**TEXT SEGMENT:**
======

Sense of Wonder: Hellboy 2 – The Critical Divide

Ron Perlman in HELLBOY 2: THE GOLDEN ARMYIn a summer that saw critics and audiences often in agreement, the much-praised sequel fizzled at the box office

This summer, the critical divide is not so wide.
There is a common perception that a sharp division in taste separates people who pay to see movies and people who get paid to review them. Perhaps there is some truth to this, manifesting itself at year’s end, when  critics use their Top Ten lists to champion deserving little films that failed to find big audiences, but so far this season viewers and reviewers seem to be sitting on the same side of the aisle. Blockbuster hits like IRON MAN and THE DARK KNIGHT have won audience accolades and critical kudos in equal measure (even when, as in the case of INDIANA JONES AND THE KINGDOM OF THE CRYSTAL SKULLS, the film was a tired retread); meanwhile, bombs like MEET DAVE were loathed equally by press and public. 
There are, of course, exceptions. HANCOCK’s  dismal 36% approval rating at Rotten Tomatoes did not prevent the film from flying past the $200-million mark, but that is a special case: Will Smith is in what Variety’s Anne Thompson calls “the Fluke Zone,” where audiences “love you no matter what you do.” A more interesting critical divide is the one separating HELLBOY 2’s write-ups from its ticket sales: writer-director Guillermo Del Tor’s sequel to his 2004 sleeper hit has dazzled critics while barely catching fire at the box office.


MTV’s Kurt Loder called HELLBOY 2 “the work of a master filmmaker operating with unbridled invention.” Joe Morgentstern of Wall street Journal opined that the film is “hugely inventive – and smashingly beautiful.” Carla Meyer of Sacramento Bee approvingly suggested that  Del Toro “gives us a taste of the magic [he] is sure to bring t J.R.R. Tolkien’s THE HOBBIT.” (Full Disclosure: HELLBOY 2 did not go unpraised at Cinefantastique Online; Vincent J. Bossone’s review extolled Del Tor’s “bravura visual palate” and “masterful” execution.)

======

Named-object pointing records
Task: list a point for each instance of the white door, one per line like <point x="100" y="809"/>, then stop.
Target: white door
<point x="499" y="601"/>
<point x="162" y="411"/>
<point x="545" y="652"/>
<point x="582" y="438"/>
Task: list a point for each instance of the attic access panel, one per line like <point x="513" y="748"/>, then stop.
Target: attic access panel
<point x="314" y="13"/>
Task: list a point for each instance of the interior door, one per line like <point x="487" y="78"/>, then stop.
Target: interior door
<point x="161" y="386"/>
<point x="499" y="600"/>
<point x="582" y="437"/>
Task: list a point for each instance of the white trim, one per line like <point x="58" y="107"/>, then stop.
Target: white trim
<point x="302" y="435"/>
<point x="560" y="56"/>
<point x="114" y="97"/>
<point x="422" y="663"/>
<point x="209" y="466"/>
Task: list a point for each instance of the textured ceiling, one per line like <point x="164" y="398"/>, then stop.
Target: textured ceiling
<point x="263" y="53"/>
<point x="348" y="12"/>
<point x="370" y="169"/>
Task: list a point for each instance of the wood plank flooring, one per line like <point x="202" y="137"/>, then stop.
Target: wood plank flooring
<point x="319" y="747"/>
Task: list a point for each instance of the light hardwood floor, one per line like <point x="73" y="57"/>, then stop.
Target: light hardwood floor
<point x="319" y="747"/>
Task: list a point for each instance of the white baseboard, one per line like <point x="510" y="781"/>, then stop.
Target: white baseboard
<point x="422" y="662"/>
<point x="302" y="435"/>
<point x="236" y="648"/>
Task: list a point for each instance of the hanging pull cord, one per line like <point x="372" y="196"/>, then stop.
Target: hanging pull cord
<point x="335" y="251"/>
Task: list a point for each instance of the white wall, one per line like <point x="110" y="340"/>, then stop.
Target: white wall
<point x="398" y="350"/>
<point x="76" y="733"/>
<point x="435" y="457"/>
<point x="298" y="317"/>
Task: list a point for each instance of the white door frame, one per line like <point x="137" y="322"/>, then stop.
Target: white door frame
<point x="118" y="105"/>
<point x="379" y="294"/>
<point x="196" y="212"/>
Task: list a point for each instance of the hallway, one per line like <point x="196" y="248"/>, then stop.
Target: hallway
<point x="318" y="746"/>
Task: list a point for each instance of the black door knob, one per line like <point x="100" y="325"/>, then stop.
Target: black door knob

======

**STATED GOAL 1:**
In the Hellboy 2 article, what approval rating did HANCOCK receive at Rotten Tomatoes?
**STATED GOAL 2:**
Reproduce the passage of the Hellboy 2 article starting with "Sense of Wonder: Hellboy" and going on through "not so wide.".
The entries are separate material with no connection to the Hellboy 2 article.

**CORRECT RESPONSE 1:**
36%

**CORRECT RESPONSE 2:**
Sense of Wonder: Hellboy 2 – The Critical Divide

Ron Perlman in HELLBOY 2: THE GOLDEN ARMYIn a summer that saw critics and audiences often in agreement, the much-praised sequel fizzled at the box office

This summer, the critical divide is not so wide.